Provided text
* Start *

For our purposes, both habituation and attentional accounts share the critical factor that the NCE stems from interactions between prime and target processing outside the motor system - interactions that act to slow the perceptual processing of the target in compatible trials. These accounts do not predict that a prime/mask alone would produce reversal of the LRP. Motor effects corresponding to the NCE should only emerge once the targets are being processed. Since the reversal phase of the LRP actually occurs after target presentation, it remains theoretically possible that it depends, at least partially, on the presence of the target. The simplest way to test this is to omit the targets from some trials.
Summary of predictions
In sum, our main question is whether the prime and mask stimuli are sufficient to induce the full reversal phase of the tri-phasic LRP, as predicted by the motor tendency accounts. Alternatively, if prime-target interactions account for the NCE the reversal phase of the LRP should not occur in the no-target condition. Of course, it could also be a combination of both accounts, reflected in a reduced magnitude of the incorrect response activation in the no-target condition. Note that it is essential to embed no-target (‘prime/mask only’) trials within blocks that contain targets on most trials in order for the primes to have associated response tendencies and produce priming at all. Our second question was whether response speed to targets covaries with the amplitude of the reversal phase, as expected if this reversal is causal for slowing or facilitating responses and thus creating the NCE. Lastly, our design affords the opportunity to analyse the effect of go and nogo trials on subliminal priming in the subsequent trial. Such sequential effects have been often reported in other conflict tasks (Gratton, Coles, & Donchin, 1992; Stürmer, Leuthold, Soetens, Schröter, & Sommer, 2002; Praamstra & Plat, 2001), and they have been explained with enhanced cognitive control after trials with conflicts (Botvinick, Braver, Barch, Carter, & Cohen, 2001). The sequential modulation of the NCE is strongly reduced in masked priming tasks where the conflict is not consciously perceived, as reported by Praamstra and Seiss (2005). It was predicted to find a similar reduction of the sequential modulation of the NCE in the current study, but it was unclear what happens to the NCE after response inhibition in the previous trial, i.e. when the previous event is a no target (nogo) trial. This research question was not the original aim of the project, but we provide the data to stimulate future research.

* End *

Recorded data

* Start *

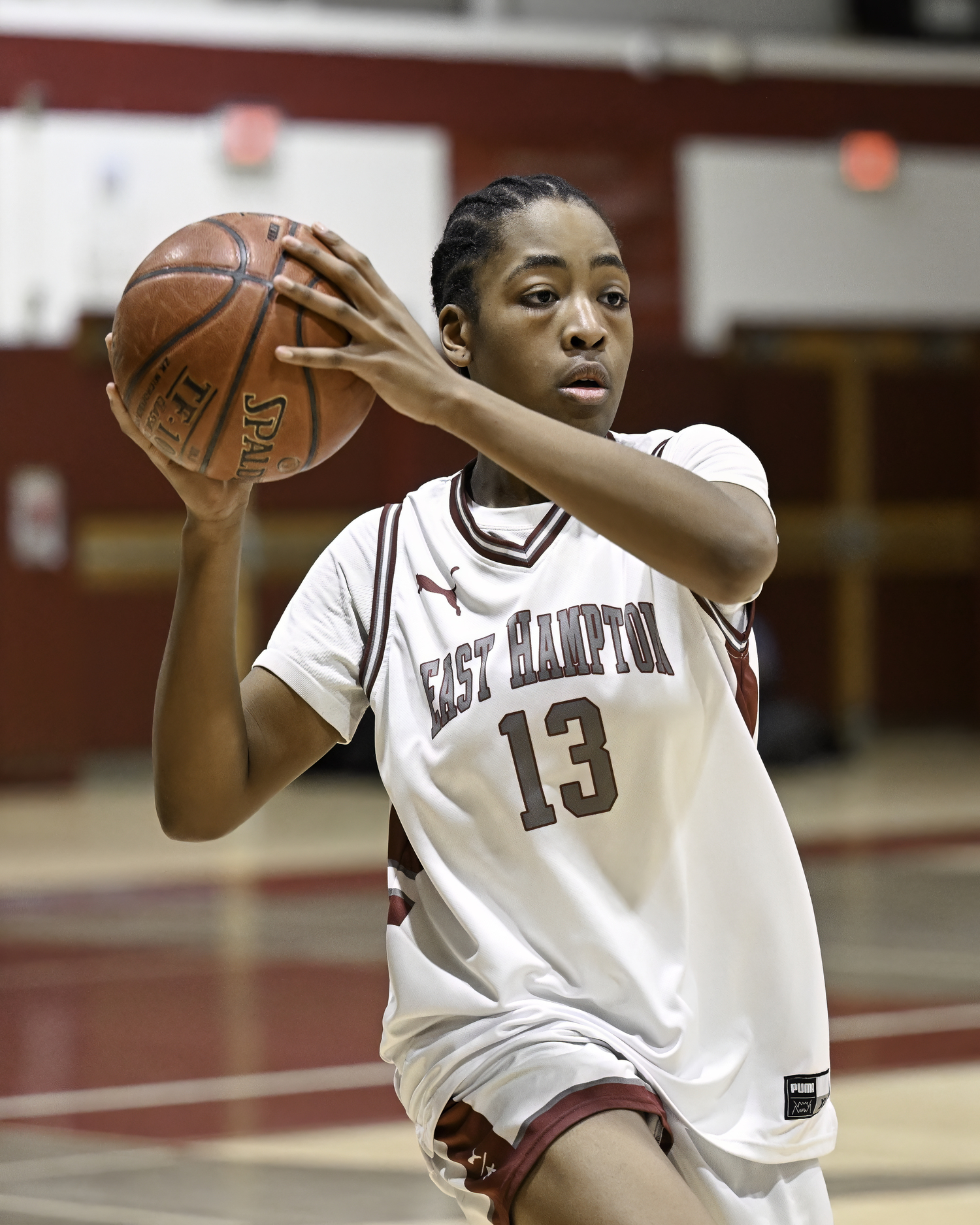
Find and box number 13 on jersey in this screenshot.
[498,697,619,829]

* End *
* Start *

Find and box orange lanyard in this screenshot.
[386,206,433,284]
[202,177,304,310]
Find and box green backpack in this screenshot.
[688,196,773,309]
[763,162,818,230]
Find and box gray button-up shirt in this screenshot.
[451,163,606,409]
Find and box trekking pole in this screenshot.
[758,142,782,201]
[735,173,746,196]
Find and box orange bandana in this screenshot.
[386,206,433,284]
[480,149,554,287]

* End *

Reproduce, word for word, the part of the passage on masked priming and the LRP that begins at the words "For our purposes, both" and ends after "from some trials.".

Complete response
For our purposes, both habituation and attentional accounts share the critical factor that the NCE stems from interactions between prime and target processing outside the motor system - interactions that act to slow the perceptual processing of the target in compatible trials. These accounts do not predict that a prime/mask alone would produce reversal of the LRP. Motor effects corresponding to the NCE should only emerge once the targets are being processed. Since the reversal phase of the LRP actually occurs after target presentation, it remains theoretically possible that it depends, at least partially, on the presence of the target. The simplest way to test this is to omit the targets from some trials.